- **Your assignment**
Scan the entries that follow and copy out every line containing "stone".
(Records begins)
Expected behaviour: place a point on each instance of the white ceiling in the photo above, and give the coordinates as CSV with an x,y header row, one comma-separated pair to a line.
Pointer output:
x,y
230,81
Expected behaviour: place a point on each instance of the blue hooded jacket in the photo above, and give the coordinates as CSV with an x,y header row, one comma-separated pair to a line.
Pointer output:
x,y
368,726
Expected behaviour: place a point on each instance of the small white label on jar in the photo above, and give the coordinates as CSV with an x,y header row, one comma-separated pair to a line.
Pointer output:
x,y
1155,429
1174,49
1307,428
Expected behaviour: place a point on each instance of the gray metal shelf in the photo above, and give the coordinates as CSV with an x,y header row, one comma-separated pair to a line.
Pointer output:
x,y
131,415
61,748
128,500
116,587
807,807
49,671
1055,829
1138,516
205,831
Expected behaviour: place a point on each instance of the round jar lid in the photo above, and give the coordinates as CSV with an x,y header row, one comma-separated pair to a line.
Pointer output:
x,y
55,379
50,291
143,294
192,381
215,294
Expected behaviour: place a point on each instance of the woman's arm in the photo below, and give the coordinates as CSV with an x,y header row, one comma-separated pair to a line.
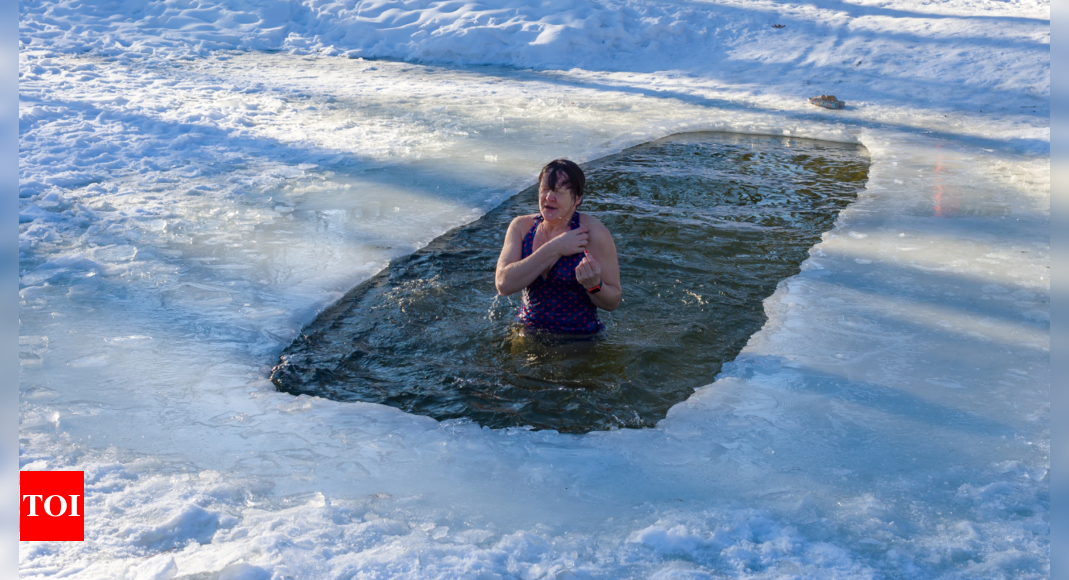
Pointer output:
x,y
513,273
601,265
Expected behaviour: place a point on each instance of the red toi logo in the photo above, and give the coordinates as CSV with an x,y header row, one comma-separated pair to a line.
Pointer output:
x,y
51,505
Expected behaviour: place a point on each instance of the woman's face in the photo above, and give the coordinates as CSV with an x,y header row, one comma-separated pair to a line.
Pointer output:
x,y
556,203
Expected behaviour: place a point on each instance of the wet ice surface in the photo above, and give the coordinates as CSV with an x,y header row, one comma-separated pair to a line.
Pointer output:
x,y
706,225
891,420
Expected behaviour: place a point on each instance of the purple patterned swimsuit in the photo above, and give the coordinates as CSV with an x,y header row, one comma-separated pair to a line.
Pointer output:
x,y
558,303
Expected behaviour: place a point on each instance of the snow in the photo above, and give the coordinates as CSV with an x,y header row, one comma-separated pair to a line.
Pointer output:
x,y
197,181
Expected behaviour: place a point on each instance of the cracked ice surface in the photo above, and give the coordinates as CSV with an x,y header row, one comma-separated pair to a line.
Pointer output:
x,y
181,220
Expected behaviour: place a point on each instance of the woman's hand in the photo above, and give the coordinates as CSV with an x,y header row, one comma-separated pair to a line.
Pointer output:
x,y
588,272
571,241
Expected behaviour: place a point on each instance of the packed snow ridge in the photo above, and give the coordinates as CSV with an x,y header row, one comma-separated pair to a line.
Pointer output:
x,y
198,179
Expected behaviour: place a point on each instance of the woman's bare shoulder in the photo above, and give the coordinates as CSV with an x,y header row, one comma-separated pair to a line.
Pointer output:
x,y
523,222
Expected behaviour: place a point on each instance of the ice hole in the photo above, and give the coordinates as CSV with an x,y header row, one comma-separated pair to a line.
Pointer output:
x,y
706,225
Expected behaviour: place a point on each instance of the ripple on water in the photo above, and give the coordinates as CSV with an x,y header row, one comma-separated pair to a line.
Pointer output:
x,y
706,225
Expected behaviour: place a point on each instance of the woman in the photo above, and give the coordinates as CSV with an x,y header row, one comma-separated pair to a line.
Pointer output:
x,y
563,261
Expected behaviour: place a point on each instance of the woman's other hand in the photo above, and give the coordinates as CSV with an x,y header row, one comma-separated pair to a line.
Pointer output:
x,y
572,241
588,272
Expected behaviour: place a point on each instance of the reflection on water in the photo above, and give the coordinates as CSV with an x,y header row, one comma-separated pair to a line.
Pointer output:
x,y
706,224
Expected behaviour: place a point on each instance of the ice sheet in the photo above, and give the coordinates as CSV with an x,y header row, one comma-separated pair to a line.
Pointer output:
x,y
182,218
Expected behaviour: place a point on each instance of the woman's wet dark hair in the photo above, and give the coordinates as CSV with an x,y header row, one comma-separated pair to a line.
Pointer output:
x,y
552,173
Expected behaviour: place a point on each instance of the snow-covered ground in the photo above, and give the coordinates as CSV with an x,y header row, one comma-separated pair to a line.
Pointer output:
x,y
197,182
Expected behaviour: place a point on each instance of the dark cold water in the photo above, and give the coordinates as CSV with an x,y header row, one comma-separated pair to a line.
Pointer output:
x,y
706,225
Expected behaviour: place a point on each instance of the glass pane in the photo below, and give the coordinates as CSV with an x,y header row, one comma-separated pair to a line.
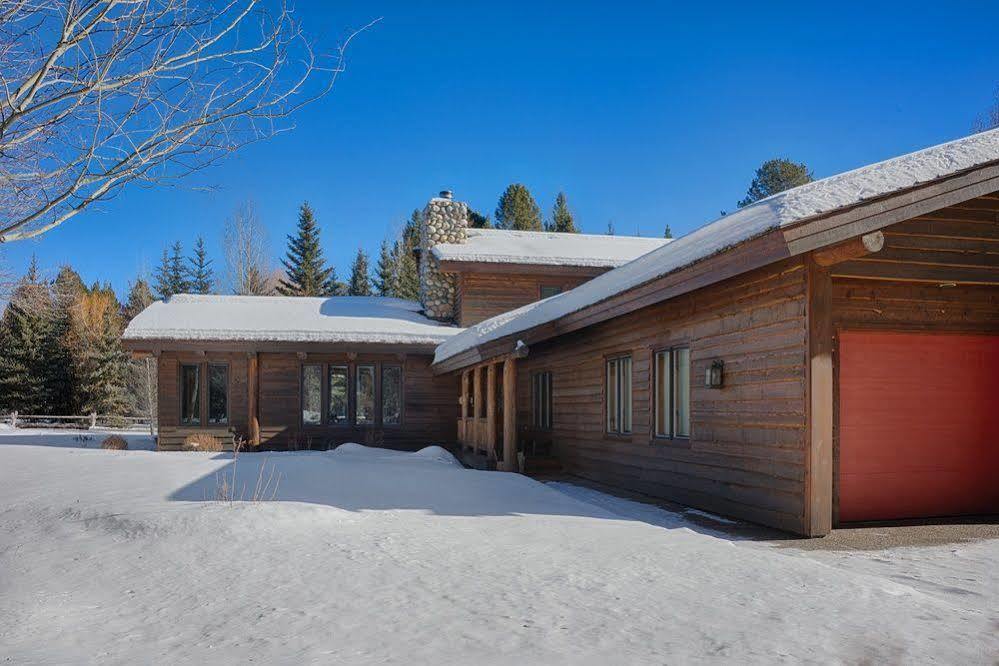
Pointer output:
x,y
612,390
391,394
312,394
338,394
365,394
625,365
662,394
190,403
218,394
681,392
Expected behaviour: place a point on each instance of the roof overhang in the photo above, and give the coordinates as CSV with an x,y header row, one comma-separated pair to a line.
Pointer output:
x,y
775,245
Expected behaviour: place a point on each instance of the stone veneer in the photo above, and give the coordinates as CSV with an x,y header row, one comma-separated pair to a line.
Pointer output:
x,y
444,221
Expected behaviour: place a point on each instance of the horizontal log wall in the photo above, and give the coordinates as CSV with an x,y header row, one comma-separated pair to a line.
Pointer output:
x,y
484,295
746,454
171,433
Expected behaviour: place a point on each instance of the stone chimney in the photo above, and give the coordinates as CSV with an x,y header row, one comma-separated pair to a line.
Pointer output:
x,y
444,220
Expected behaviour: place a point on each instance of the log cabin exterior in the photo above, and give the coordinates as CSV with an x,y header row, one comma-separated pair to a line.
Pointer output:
x,y
827,355
856,352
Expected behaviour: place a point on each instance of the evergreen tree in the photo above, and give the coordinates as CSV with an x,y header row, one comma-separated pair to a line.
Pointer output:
x,y
139,298
102,363
306,271
384,281
171,276
25,333
200,274
562,220
477,220
360,281
517,210
775,176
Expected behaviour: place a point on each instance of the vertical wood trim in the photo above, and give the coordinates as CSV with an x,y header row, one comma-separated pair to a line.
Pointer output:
x,y
510,415
490,439
477,408
819,454
252,392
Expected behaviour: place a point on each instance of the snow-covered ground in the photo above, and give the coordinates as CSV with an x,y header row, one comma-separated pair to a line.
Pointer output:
x,y
371,556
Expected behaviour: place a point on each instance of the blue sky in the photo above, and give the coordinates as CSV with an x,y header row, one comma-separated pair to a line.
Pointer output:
x,y
645,114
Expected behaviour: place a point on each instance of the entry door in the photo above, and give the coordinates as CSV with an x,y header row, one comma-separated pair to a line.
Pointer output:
x,y
919,425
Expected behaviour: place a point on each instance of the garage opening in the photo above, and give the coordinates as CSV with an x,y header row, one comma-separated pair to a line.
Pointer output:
x,y
919,425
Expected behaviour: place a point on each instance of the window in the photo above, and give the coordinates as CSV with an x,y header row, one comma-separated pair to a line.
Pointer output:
x,y
542,400
549,290
218,394
338,387
672,392
391,395
190,399
619,395
365,394
312,394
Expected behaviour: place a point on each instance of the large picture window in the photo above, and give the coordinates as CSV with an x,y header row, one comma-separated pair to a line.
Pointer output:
x,y
391,395
190,394
619,395
542,400
218,394
672,392
361,394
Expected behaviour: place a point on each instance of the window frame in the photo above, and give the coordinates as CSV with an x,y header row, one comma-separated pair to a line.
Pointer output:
x,y
542,416
619,408
670,404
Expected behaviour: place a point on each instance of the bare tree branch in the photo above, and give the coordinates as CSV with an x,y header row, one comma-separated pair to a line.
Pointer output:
x,y
97,94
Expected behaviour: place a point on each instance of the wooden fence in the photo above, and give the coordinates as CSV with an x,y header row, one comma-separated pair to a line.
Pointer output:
x,y
81,421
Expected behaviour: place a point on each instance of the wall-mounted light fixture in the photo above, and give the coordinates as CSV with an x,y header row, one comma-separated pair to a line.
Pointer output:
x,y
714,376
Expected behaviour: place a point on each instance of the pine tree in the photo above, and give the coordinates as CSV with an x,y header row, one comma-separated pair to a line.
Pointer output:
x,y
360,281
200,274
775,176
517,210
25,333
139,298
102,363
307,272
562,220
384,281
171,276
477,220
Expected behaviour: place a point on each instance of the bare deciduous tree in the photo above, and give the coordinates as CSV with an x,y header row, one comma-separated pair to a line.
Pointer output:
x,y
246,253
97,94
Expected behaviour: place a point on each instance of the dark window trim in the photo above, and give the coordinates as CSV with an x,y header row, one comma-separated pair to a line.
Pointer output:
x,y
670,352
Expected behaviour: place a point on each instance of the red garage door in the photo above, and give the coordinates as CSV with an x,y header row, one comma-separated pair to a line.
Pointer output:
x,y
919,425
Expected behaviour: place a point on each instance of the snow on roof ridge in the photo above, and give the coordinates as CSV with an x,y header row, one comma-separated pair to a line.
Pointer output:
x,y
795,205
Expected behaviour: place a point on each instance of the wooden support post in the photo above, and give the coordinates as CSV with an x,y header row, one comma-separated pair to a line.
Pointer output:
x,y
490,438
851,249
477,408
510,415
253,398
819,453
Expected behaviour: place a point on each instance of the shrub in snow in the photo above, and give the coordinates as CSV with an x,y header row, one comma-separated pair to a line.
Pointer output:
x,y
114,443
202,441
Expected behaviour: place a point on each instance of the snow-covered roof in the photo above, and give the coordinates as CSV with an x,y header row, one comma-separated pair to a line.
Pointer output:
x,y
795,205
353,319
500,246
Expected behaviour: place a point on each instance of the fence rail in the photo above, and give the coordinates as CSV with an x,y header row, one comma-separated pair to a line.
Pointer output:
x,y
85,421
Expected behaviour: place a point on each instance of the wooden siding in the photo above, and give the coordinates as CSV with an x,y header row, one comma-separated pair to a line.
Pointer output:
x,y
746,455
429,406
484,295
171,432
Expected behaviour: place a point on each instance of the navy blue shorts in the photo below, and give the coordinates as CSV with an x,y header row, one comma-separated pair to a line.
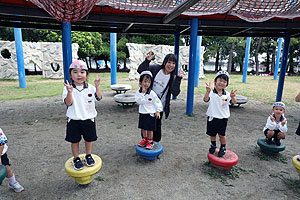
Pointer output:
x,y
216,126
275,133
5,160
78,128
147,122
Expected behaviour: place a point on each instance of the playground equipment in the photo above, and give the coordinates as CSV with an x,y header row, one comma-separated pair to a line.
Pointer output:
x,y
150,154
226,162
296,163
125,99
119,88
3,173
270,148
86,175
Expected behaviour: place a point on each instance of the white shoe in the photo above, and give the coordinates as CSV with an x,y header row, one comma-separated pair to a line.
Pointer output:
x,y
16,187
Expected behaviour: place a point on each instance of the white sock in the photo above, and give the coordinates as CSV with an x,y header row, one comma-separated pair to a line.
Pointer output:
x,y
12,179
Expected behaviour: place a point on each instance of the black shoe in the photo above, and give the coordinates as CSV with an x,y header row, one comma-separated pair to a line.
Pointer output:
x,y
212,149
78,165
277,142
268,140
89,160
222,152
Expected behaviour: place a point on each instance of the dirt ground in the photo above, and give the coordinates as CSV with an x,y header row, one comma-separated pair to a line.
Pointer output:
x,y
37,150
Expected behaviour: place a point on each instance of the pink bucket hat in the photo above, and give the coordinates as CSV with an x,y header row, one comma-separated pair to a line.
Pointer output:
x,y
78,64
(Records ends)
- **Written solution**
Expected behaviour: place a point on each instance of the stone veneer in the photo above, and give the coordinates as CSV with an x,y header row, one comma-separated pair to a line.
Expected behaviour: place a point on each instance of the stone chimney in the photo above, and give the coordinates as CSV with an x,y header row, one comma-separated pair to a line.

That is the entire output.